Assignment: Copy all data exactly. Skip pictures.

Information shown:
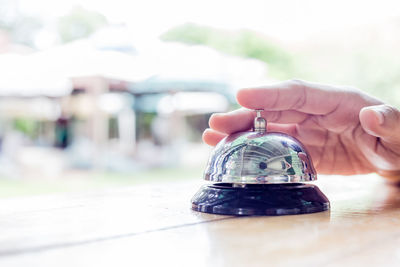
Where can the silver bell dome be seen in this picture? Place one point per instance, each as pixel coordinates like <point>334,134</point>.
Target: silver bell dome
<point>258,157</point>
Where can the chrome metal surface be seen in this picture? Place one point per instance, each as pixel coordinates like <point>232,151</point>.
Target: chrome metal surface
<point>253,158</point>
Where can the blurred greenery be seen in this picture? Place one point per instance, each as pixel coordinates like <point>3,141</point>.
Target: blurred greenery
<point>244,43</point>
<point>79,23</point>
<point>87,181</point>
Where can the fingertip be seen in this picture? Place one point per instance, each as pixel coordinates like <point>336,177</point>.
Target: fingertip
<point>211,137</point>
<point>243,97</point>
<point>370,120</point>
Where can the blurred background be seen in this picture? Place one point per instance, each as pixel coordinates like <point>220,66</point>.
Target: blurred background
<point>114,93</point>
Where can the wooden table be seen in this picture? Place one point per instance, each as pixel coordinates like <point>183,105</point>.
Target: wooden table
<point>153,225</point>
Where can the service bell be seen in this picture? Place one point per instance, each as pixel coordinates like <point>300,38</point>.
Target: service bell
<point>259,173</point>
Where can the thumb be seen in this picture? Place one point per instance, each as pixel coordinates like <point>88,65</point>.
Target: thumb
<point>382,121</point>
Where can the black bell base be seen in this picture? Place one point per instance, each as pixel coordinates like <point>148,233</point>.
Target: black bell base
<point>260,199</point>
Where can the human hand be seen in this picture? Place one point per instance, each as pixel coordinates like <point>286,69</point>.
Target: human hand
<point>345,130</point>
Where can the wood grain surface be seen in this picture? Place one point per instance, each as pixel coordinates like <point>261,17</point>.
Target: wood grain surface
<point>153,225</point>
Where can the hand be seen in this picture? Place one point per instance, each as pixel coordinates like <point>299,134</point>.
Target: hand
<point>345,130</point>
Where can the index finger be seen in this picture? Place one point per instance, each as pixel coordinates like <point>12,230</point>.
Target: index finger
<point>311,98</point>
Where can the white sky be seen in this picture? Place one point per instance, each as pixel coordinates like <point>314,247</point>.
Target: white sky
<point>285,20</point>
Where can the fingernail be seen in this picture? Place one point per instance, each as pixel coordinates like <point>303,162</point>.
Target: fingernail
<point>379,115</point>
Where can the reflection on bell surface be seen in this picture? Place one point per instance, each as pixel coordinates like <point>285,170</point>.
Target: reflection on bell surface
<point>259,173</point>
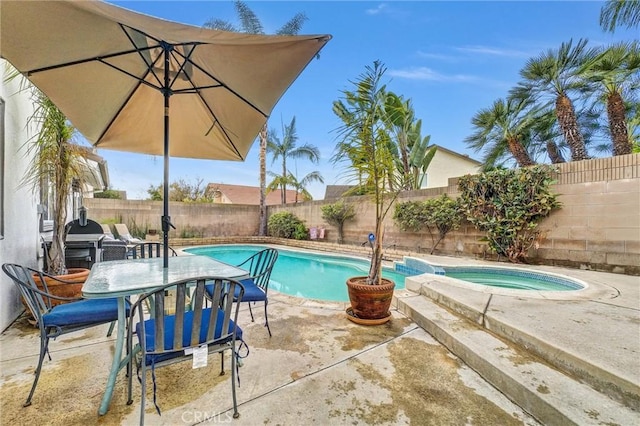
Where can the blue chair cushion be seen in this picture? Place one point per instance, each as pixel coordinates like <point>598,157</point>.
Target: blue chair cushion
<point>252,293</point>
<point>83,312</point>
<point>169,329</point>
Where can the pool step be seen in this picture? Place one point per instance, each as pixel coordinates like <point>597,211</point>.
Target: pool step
<point>552,397</point>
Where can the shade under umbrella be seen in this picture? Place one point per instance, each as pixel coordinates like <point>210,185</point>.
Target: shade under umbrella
<point>135,83</point>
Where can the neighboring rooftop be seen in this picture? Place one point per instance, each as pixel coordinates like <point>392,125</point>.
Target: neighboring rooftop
<point>242,194</point>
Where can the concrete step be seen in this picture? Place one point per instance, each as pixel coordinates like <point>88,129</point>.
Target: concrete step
<point>549,395</point>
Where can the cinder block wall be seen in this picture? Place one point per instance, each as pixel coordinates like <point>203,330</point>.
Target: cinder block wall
<point>598,226</point>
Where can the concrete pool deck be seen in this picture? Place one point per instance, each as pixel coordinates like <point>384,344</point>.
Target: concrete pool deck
<point>320,368</point>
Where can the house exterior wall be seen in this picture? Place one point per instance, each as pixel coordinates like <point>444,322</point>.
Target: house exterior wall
<point>19,243</point>
<point>446,165</point>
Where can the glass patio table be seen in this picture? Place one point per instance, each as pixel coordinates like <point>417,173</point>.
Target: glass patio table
<point>122,278</point>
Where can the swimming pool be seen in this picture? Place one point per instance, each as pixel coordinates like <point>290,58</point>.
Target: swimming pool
<point>301,274</point>
<point>493,276</point>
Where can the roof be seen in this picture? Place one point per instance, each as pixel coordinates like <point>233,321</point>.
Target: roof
<point>243,194</point>
<point>457,154</point>
<point>336,191</point>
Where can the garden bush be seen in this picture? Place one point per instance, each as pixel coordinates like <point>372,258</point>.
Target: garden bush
<point>287,225</point>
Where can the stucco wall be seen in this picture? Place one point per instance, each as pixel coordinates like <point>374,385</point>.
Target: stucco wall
<point>20,241</point>
<point>446,164</point>
<point>598,226</point>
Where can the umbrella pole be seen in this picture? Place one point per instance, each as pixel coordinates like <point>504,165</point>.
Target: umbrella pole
<point>166,219</point>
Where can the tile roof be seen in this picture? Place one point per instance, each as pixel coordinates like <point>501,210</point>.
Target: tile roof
<point>242,194</point>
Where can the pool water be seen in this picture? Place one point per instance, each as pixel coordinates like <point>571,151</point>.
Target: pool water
<point>512,279</point>
<point>312,276</point>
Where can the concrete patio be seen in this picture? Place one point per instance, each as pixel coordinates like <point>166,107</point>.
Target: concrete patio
<point>320,368</point>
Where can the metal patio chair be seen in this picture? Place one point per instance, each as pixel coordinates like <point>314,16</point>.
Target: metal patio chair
<point>256,285</point>
<point>212,330</point>
<point>53,321</point>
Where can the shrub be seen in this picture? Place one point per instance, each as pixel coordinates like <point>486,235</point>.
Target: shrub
<point>441,214</point>
<point>508,205</point>
<point>287,225</point>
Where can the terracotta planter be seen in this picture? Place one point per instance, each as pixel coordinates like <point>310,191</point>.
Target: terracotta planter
<point>75,275</point>
<point>370,302</point>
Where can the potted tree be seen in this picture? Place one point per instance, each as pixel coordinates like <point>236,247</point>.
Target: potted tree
<point>370,154</point>
<point>56,163</point>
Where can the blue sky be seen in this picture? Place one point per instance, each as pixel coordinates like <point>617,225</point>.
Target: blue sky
<point>452,58</point>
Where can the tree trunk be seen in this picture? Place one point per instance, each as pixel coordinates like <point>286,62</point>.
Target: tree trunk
<point>263,181</point>
<point>618,125</point>
<point>570,129</point>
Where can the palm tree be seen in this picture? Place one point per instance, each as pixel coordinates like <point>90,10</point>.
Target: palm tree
<point>249,23</point>
<point>287,149</point>
<point>625,12</point>
<point>545,135</point>
<point>56,162</point>
<point>400,117</point>
<point>612,73</point>
<point>420,155</point>
<point>554,73</point>
<point>502,128</point>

Response:
Where can the silver bell dome be seen in this picture? Place one point per instance, each as pixel coordinates like <point>334,134</point>.
Target: silver bell dome
<point>258,157</point>
Where can the chrome metal surface be seen in this picture? Place one point per instance, each as pixel coordinates like <point>232,151</point>.
Target: chrome metal surface
<point>253,158</point>
Where can the blurred greenery be seen in this picture? Place one point per instance, each as pixel coordinates like <point>3,141</point>.
Target: blurred greenery
<point>244,43</point>
<point>79,23</point>
<point>87,181</point>
Where can the fingertip be seen in this picture? Place one point per instance, each as pixel coordinates like <point>336,177</point>.
Target: fingertip
<point>211,137</point>
<point>243,97</point>
<point>370,120</point>
Where can the blurred background be seen in this picture? Place one point per instance, each as pixel coordinates like <point>220,66</point>.
Target: blurred background
<point>114,93</point>
Where can the wooden table be seen in this picture? Place one point per instance, each as pixel coordinates like <point>183,105</point>.
Target: wooden table
<point>153,225</point>
Where can the service bell be seen in this picture? Place one point per instance, each as pixel coordinates like <point>300,38</point>.
Target: service bell
<point>259,173</point>
Where can the thumb be seen in this picture? Place one point per instance, each as pixel coordinates like <point>88,65</point>.
Target: thumb
<point>382,121</point>
Where can the black bell base be seen in this picture? Place one point per instance, each as pixel coordinates like <point>148,233</point>.
Target: black bell base
<point>260,199</point>
Where can the human hand be seen in this picture? Place one point per instance, each as pixel coordinates like <point>286,69</point>.
Target: human hand
<point>345,130</point>
Where can the wood grain surface be seen in this picture? Place one point per instance, each as pixel coordinates like <point>261,17</point>.
Target: wood grain surface
<point>153,225</point>
Where can the hand be seen in this picture? Place one point per instance, each as pixel coordinates like <point>299,134</point>.
Target: hand
<point>345,130</point>
Where can the index finger be seen in this picture? Place one point per instance, each as pixel coordinates like <point>12,230</point>.
Target: index finger
<point>311,98</point>
Where can the white sky be seen in this picture? Place one point per instance, each as pixel coordinates like <point>314,247</point>.
Target: white sky
<point>285,20</point>
Where can the fingernail be seen in this picture? Place one point per instance, each as pixel coordinates like <point>303,162</point>.
Target: fingernail
<point>379,115</point>
Where can the reflection on bell surface be seen in this picture? Place one point per instance, each as pixel coordinates like <point>285,170</point>.
Target: reflection on bell surface
<point>259,173</point>
Where can the blue chair cushion be seen in this picture? Place one point per instance, each as pixel coordinates like <point>598,157</point>.
Target: blue chair cushion
<point>252,293</point>
<point>83,312</point>
<point>169,329</point>
Where can the pool step be seen in this picture? Place one point per instance, each as pixel coordinates like <point>597,211</point>.
Target: pool step
<point>552,397</point>
Where can the shade under umbrella be seen in this picture? Place one point per instance, each as pixel coordinates like <point>210,185</point>.
Target: shade under umbrella
<point>135,83</point>
Where can the neighboring rooftop be seen in this picture? Place one point per instance, each as pixel coordinates like <point>392,125</point>.
Target: neighboring rooftop
<point>242,194</point>
Where can the concrete step be seen in this picture? Place one point per instance, each as pixel coordinates like <point>88,129</point>.
Target: concrete step
<point>549,395</point>
Where can the cinder block wall be seen in this picture? Place one point per instance, each as pixel coordinates like <point>203,330</point>.
Target: cinder block wall
<point>598,226</point>
Where can the concrete pool deck be seen in this picture? Place one point per instance, each as pixel coordinates like <point>384,344</point>.
Target: concrete pool deck
<point>320,368</point>
Where can the house exterior wall be seen in this picture? Place one point per instance, each as pixel coordinates like <point>444,322</point>.
Target: house exterior wall
<point>19,243</point>
<point>446,165</point>
Where can the glass patio table be seen in this picture? Place one point per instance, each as pixel coordinates like <point>417,173</point>.
Target: glass patio table
<point>122,278</point>
Where can the swimming pool be seen in this picture? Place one point per instance, each as pixel coordinates like <point>290,58</point>.
Target: swimming pool
<point>301,274</point>
<point>493,276</point>
Where can the roof be seen in this picture? Place one point per instance, each as pixel coordinates like <point>233,321</point>.
Target: roof
<point>243,194</point>
<point>457,154</point>
<point>336,191</point>
Where can the garden bush be seen in this picture? Place one point per instance, each as pixel coordinates like <point>372,258</point>.
Target: garden bush
<point>287,225</point>
Where can the stucco wall be seen in this picture? Place one point per instance, each as pixel coordinates like <point>374,385</point>.
Target: stucco wall
<point>20,241</point>
<point>446,164</point>
<point>598,226</point>
Where can the umbrella pole be seen in this picture? Place one point per instance, each as pixel coordinates like <point>504,165</point>.
Target: umbrella pole
<point>166,219</point>
Where can the tile roof be seen in this picture? Place one point per instance, each as pixel coordinates like <point>501,210</point>.
Target: tile roof
<point>242,194</point>
Where can the pool water be seen in this picture? Place one point per instance, each as pixel coordinates like <point>571,151</point>.
Target: pool water
<point>512,279</point>
<point>312,276</point>
Where can the concrete patio be seen in this picture? Place one point per instance, each as pixel coordinates like <point>166,107</point>.
Target: concrete patio
<point>320,368</point>
Where can the metal patio chair be seen in this picture? Place one point per instance, each as pixel coordinates like <point>314,16</point>.
Target: metal patio chair
<point>256,285</point>
<point>212,330</point>
<point>53,321</point>
Where can the shrub be seen in this picture? Place one point per instance, each as pixel coordinates like <point>486,235</point>.
Target: shrub
<point>441,214</point>
<point>508,205</point>
<point>287,225</point>
Where can the terracotta planter be seen in this picture? Place one point per instance, each as pixel coordinates like <point>310,191</point>.
Target: terracotta planter
<point>75,275</point>
<point>370,302</point>
Where can the potted tree be seen in this picture? Place one point per instance, each as pixel coordinates like <point>236,247</point>.
Target: potted tree
<point>370,154</point>
<point>56,163</point>
Where can the blue sky be seen in this picture? Place one point per instance, each as pixel coordinates like <point>617,225</point>.
Target: blue sky
<point>452,58</point>
Where can the tree trunk be seen in this picture? Place one point per instance, each as pixel coordinates like <point>286,62</point>.
Target: tree trunk
<point>263,181</point>
<point>618,125</point>
<point>570,129</point>
Where can the palm tree be seen in this picture? Place one point per instance, each as pixel coordinates like <point>90,10</point>.
Target: palm tree
<point>249,23</point>
<point>287,149</point>
<point>625,12</point>
<point>545,135</point>
<point>56,162</point>
<point>400,117</point>
<point>612,73</point>
<point>420,155</point>
<point>554,73</point>
<point>502,128</point>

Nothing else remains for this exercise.